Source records
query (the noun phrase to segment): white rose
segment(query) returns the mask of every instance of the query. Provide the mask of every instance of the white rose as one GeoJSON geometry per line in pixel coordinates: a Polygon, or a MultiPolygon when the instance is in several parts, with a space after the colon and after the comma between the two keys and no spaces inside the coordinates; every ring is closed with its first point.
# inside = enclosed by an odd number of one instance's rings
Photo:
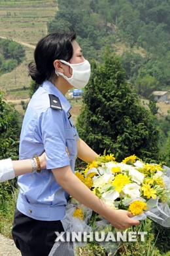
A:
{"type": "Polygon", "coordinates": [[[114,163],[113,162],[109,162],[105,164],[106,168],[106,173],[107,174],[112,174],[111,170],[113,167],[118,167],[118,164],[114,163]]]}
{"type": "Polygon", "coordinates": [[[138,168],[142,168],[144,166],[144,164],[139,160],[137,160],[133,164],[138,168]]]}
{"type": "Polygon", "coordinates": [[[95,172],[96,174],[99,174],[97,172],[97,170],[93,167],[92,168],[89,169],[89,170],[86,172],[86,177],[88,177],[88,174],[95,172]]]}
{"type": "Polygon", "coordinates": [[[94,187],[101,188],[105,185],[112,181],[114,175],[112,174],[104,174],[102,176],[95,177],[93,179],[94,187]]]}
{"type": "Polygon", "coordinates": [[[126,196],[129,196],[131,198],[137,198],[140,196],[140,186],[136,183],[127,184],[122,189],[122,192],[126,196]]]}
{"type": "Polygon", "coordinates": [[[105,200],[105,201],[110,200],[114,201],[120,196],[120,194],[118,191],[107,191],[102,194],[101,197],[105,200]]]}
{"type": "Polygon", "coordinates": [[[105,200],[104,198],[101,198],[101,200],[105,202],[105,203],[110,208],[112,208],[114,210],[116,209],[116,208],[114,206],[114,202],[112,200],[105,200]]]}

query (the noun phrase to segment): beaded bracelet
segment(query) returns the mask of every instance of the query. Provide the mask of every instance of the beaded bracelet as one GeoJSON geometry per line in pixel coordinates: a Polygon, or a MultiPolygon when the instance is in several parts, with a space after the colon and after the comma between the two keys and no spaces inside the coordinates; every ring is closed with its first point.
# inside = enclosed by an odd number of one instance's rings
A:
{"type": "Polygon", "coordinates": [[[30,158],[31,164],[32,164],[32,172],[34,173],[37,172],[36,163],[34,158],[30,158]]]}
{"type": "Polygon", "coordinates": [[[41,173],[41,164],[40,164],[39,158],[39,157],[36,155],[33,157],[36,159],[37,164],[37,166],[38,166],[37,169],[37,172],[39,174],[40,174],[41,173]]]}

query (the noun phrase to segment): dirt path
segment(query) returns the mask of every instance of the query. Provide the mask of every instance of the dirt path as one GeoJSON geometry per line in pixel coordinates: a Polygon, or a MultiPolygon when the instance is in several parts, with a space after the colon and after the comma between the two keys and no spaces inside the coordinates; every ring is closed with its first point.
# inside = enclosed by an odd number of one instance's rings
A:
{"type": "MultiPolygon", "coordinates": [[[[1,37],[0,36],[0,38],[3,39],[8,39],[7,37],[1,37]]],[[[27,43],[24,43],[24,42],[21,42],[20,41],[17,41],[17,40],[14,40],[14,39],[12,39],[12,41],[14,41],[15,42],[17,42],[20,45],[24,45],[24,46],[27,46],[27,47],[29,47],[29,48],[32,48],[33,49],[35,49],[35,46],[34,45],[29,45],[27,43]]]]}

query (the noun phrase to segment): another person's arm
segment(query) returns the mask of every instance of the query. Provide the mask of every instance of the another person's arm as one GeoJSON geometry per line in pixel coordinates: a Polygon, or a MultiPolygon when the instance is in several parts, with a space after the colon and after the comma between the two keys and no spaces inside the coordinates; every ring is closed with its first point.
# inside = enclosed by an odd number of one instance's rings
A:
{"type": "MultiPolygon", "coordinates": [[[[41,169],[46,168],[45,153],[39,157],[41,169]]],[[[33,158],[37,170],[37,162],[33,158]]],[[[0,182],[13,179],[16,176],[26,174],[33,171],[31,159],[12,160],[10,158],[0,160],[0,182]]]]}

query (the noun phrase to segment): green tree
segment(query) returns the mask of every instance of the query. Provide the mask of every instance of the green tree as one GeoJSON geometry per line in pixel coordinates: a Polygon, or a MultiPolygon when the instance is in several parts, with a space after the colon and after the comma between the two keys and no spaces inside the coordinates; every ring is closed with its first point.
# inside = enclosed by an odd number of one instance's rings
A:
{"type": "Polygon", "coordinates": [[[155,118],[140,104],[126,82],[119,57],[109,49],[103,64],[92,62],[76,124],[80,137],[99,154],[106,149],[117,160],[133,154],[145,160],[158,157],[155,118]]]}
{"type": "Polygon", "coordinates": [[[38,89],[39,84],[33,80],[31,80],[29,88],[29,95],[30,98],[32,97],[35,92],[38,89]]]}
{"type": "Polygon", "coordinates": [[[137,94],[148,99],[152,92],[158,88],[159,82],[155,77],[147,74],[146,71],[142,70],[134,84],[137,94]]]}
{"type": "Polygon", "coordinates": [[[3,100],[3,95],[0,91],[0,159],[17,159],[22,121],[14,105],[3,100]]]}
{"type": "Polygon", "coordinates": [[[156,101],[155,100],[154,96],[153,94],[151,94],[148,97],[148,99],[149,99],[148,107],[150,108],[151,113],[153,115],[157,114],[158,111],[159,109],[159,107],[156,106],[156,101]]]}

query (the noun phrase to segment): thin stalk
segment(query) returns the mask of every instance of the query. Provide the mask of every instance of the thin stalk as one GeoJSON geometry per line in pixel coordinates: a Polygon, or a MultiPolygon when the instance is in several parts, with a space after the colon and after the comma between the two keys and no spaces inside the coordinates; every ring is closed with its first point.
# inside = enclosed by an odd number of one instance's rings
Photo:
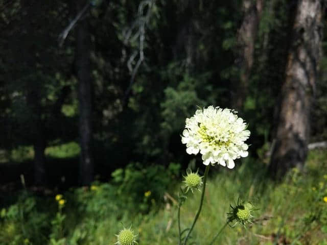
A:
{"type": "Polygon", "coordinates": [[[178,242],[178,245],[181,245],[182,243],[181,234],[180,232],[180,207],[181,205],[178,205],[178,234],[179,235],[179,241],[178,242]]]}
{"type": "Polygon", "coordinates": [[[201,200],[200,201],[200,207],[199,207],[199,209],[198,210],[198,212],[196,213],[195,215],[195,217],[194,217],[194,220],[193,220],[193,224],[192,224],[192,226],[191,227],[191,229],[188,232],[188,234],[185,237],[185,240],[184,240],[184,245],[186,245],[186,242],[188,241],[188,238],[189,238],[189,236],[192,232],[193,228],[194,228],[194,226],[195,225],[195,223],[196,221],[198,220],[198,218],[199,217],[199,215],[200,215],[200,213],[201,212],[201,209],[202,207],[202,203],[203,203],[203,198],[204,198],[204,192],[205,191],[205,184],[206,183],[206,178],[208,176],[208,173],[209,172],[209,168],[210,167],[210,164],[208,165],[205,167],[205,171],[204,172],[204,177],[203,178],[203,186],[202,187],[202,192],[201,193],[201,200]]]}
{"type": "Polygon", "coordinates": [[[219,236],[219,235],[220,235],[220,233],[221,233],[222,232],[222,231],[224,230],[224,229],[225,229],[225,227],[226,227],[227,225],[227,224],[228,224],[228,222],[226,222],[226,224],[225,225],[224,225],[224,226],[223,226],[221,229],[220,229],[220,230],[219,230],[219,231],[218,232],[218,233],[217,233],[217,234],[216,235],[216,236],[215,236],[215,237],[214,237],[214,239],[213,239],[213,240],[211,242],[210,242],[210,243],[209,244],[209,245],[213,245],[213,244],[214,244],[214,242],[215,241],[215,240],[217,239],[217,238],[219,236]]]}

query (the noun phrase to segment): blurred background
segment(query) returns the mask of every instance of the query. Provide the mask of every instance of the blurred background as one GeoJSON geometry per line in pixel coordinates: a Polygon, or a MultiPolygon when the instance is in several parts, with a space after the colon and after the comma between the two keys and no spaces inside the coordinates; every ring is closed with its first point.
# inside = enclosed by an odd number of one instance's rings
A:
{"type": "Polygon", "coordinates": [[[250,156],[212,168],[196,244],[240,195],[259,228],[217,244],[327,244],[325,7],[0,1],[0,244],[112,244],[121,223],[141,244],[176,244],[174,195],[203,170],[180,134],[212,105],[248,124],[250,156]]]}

● **Challenge**: Please count how many lines of the data above contain the string "green", treating uppercase and lowercase as different, and reply with the number alone.

● **Right answer**: 2